BEGIN Data for the task
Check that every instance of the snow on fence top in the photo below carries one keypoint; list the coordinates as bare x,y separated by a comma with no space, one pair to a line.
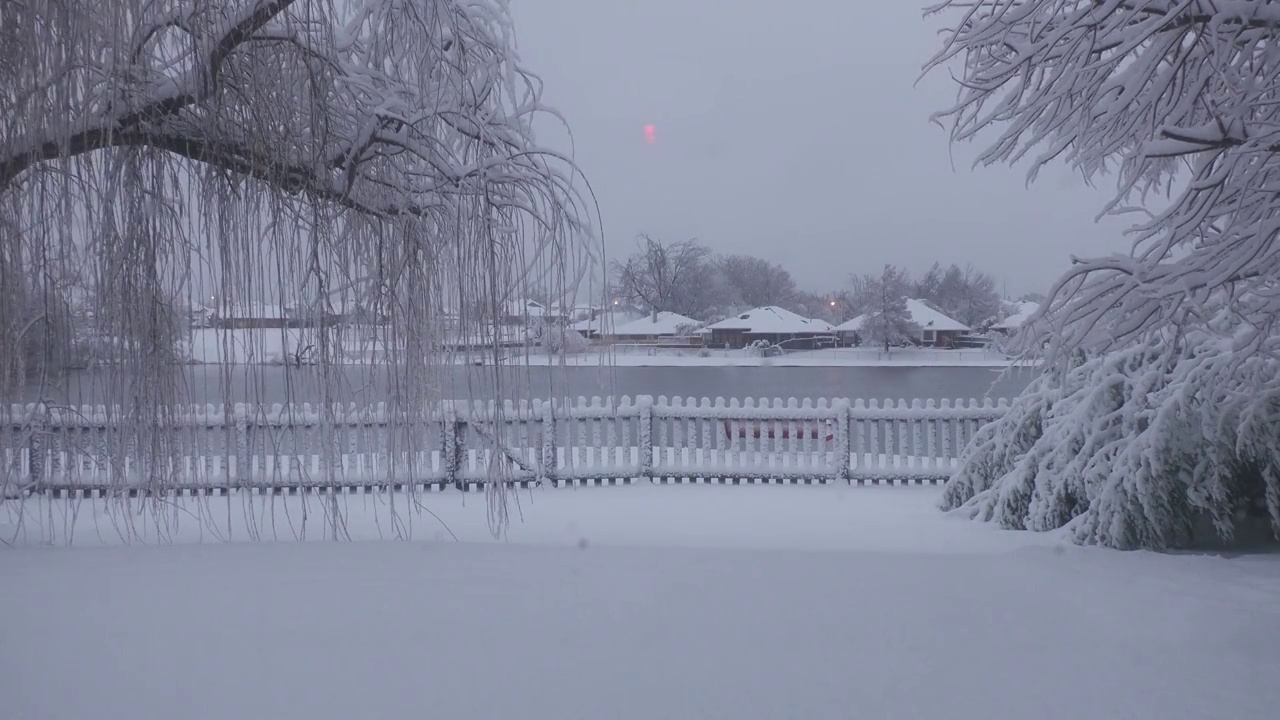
314,414
588,440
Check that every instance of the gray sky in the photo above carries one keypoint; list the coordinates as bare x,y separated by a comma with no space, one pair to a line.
794,132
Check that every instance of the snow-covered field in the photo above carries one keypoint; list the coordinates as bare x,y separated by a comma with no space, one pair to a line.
639,602
835,358
283,346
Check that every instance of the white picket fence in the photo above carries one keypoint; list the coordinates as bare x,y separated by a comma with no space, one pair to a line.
598,441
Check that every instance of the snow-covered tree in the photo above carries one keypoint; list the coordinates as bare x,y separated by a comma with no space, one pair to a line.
886,319
679,277
1157,410
754,282
964,294
280,146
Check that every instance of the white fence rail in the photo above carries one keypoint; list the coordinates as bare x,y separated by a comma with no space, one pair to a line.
598,441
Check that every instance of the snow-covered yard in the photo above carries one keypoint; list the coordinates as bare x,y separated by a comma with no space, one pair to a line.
641,602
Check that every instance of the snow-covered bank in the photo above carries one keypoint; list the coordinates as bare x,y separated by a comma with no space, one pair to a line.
836,358
735,602
357,347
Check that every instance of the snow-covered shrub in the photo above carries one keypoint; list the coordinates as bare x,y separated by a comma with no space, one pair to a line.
1148,446
558,340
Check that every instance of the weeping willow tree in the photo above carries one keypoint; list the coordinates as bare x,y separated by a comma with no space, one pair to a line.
1157,419
163,154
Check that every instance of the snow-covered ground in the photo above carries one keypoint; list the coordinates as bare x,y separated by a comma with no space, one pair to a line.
625,356
356,347
635,602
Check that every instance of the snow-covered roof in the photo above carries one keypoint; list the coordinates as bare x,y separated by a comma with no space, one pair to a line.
525,308
1025,309
252,310
920,313
664,324
772,320
604,323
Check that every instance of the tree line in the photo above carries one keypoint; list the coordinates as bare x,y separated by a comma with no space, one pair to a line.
689,278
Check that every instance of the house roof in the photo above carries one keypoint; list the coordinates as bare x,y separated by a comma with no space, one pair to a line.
606,323
664,323
252,310
525,308
922,314
772,320
1025,310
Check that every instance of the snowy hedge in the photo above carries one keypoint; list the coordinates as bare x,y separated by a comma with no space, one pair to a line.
1165,443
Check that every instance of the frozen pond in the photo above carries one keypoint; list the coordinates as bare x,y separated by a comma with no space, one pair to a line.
364,384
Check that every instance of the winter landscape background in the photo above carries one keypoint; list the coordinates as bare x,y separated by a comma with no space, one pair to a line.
510,359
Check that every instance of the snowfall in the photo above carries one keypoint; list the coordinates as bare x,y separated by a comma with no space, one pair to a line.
624,602
277,346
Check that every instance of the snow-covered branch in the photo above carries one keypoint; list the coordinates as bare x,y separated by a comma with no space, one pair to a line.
1183,99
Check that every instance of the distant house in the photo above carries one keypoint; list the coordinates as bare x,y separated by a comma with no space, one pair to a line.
522,311
773,326
604,323
656,327
1010,324
259,315
201,317
936,328
568,313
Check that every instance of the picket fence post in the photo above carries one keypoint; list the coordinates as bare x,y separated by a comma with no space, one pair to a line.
644,404
240,418
548,455
451,442
842,470
37,429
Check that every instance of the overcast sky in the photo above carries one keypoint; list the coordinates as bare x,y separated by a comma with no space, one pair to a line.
794,131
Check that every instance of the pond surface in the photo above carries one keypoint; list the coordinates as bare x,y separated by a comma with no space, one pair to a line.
364,384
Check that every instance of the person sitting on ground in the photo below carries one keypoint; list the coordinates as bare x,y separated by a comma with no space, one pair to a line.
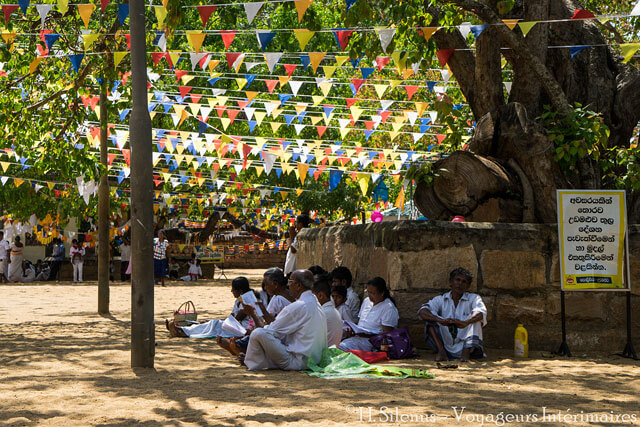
301,325
377,315
213,328
28,272
454,320
339,297
341,276
322,291
275,285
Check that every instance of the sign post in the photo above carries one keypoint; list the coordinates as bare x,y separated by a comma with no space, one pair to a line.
592,233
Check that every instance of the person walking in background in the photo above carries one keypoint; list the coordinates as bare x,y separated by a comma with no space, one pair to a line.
160,257
76,253
4,258
58,257
125,257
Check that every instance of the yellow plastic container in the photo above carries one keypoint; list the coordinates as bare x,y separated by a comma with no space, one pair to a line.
521,342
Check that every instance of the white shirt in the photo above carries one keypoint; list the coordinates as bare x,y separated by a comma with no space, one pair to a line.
4,247
345,313
291,260
334,323
353,303
469,304
277,304
303,326
125,253
374,317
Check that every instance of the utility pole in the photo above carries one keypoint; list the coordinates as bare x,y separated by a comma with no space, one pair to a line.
142,322
103,200
103,208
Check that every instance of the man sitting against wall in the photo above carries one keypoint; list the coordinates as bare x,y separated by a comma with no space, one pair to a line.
454,320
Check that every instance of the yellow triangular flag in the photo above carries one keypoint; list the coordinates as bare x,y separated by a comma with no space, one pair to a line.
628,50
303,37
85,11
88,40
525,27
34,64
118,57
316,58
63,6
195,39
303,168
301,7
511,23
161,15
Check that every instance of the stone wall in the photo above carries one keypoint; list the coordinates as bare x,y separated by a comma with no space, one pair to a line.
515,268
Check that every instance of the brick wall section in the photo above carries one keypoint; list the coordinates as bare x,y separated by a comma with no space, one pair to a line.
515,268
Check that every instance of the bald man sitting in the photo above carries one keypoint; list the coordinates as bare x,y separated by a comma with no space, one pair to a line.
301,325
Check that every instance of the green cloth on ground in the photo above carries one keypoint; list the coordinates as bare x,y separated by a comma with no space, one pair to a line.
336,363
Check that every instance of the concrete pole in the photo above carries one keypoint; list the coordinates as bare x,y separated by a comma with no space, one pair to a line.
142,322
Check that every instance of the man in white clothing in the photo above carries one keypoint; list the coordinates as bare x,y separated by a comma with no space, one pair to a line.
322,291
341,276
301,325
454,320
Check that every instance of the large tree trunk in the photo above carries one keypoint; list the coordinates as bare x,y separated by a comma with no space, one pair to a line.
508,134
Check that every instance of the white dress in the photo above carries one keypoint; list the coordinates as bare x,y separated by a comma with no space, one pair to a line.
372,318
468,337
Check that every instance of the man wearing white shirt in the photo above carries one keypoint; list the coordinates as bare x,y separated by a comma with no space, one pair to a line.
301,325
454,320
322,291
341,276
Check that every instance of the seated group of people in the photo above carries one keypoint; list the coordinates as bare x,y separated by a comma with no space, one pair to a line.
295,319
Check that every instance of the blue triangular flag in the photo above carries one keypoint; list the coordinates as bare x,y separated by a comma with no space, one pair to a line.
576,49
50,39
366,72
123,12
76,60
476,30
306,60
334,178
264,38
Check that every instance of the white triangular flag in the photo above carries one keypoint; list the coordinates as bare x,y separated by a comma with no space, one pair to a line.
252,10
386,36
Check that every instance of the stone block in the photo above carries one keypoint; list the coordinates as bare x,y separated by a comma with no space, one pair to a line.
430,269
512,269
526,310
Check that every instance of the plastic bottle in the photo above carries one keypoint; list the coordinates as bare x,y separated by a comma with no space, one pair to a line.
521,342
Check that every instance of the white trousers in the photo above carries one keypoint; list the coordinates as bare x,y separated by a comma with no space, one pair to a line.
77,272
266,351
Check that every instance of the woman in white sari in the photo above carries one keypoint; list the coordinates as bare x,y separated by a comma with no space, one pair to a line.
15,265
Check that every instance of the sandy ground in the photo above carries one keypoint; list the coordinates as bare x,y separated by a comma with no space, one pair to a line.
61,364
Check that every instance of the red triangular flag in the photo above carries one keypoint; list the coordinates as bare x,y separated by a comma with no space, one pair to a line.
180,73
410,90
582,14
444,55
205,13
157,56
290,68
7,9
227,38
184,90
357,83
271,84
381,61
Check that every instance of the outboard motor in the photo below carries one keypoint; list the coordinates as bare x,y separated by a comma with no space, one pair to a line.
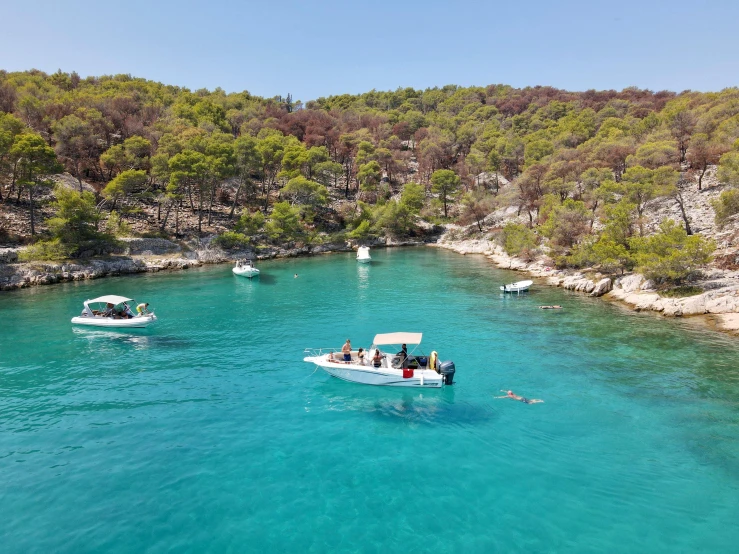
END Data for the task
- [Exercise directions]: Pick out every line above that contains the word "post", and copy each of those lines in full.

- [Problem solution]:
Check that every instance of the picket fence post in the photo above carries one keypoint; list the coordinates as bare x,y separated by a comma with no space, one pair to a line.
Check that every instance of the sign post in the photo above carries one keypoint; list the coordinates as bare x,y separated by a comma with no space, one pair to a line.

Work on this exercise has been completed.